> Quoted text:
☆ ☆ ☆ ☆ ☆ ☆ ☆

By Ed Staskus
When I lived on the west end of North Collinwood there wasn’t anything unusual about a dog barking. What was unusual was barking that never stopped. The dog was an American pit bull chained all day long to a stake in a front yard two houses down. He was a full-grown pooch, tan with a white chest. At night he vanished and the street was quiet.
Nobody liked the barking, but nobody worked up the courage to say anything.
I walked my brother’s dog every day and night and avoided the barker, going the other way. There was no point to messing with a bad attitude. One day I was absent-minded and there we suddenly were in front of him. He was so surprised he didn’t make a peep. We crossed the street. He started barking up a storm. Before I knew it, he jerked lunged and pulled the stake out of the ground. In an instant he was running across the street at us snarling and raging, the metal stake on the chain kicking up sparks behind him on the concrete.
The west end of North Collinwood butts up to Bratenahl, which is its own posh enclave six miles from downtown Cleveland. The two neighborhoods couldn’t be more different. In the mid-1970s Bratenahl’s median household income was wondrous and North Collinwood’s median household income was lousy.
A thousand-some people live in Bratenahl within one shady square mile. Twenty thousand-some people live in North Collinwood within three close-knit ethnic square miles. A two-bedroom two-bath unit in the Bratenahl Towers nowadays sells for between 300 and 400 hundred thousand dollars. There is a $1,000 monthly maintenance fee. A three-bedroom three-bath house in North Collinwood sells for a hundred thousand and change. Maintenance is up to you.
Bratenahl is a village on the south shore of Lake Erie. It is one of Cleveland’s oldest streetcar suburbs, strategically cut off from the city to the south by railroad tracks and the Memorial Shoreway, bordered by Gordon Park on one side and the Northeast Yacht Club on the other side. The village police station is on the road that dips under the highway and becomes East 105th St, the main north south artery in Glenville. Bratenahl is 98% white while Glenville is 98% black. The neighborhood is notorious for the late-60s Glenville Shootout, back when bussing was making headlines and racial tensions were boiling over.
Bratenahl’s famous sons are too many to count, although they are trumped by Collinwood’s George Voinovich, 54th mayor of Cleveland, 65th governor of Ohio, and two-time United States Senator. Joe Shuster and Jerry Siegel lived in Glenville when they were creating Superman. My neck of the woods was sketchy. There were infamous men in the shadows.

☆ ☆ ☆ ☆ ☆ ☆ ☆

> Dataset content:
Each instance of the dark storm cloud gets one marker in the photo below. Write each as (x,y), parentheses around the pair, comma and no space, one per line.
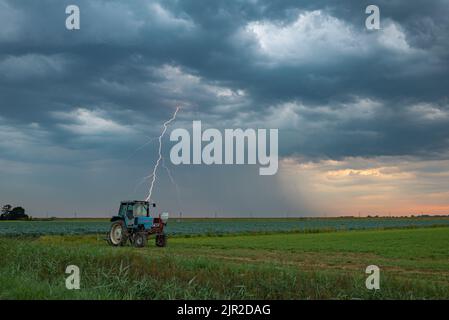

☆ ☆ ☆ ☆ ☆ ☆ ☆

> Direction: Rewrite the passage of the essay on North Collinwood that begins at the words "Bratenahl’s famous sons" and ends after "in the shadows.", substituting "notable sons" for "famous sons".

> Written response:
Bratenahl’s notable sons are too many to count, although they are trumped by Collinwood’s George Voinovich, 54th mayor of Cleveland, 65th governor of Ohio, and two-time United States Senator. Joe Shuster and Jerry Siegel lived in Glenville when they were creating Superman. My neck of the woods was sketchy. There were infamous men in the shadows.